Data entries
________
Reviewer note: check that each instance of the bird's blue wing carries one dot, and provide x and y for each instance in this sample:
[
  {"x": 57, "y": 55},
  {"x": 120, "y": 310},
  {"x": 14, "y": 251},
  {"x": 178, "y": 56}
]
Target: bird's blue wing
________
Copy out every record above exactly as written.

RESPONSE TO THE EXERCISE:
Reviewer note: check that each instance of the bird's blue wing carries one dot, and provide x and y for each instance in this sample:
[
  {"x": 57, "y": 55},
  {"x": 120, "y": 310},
  {"x": 14, "y": 251},
  {"x": 178, "y": 56}
]
Target: bird's blue wing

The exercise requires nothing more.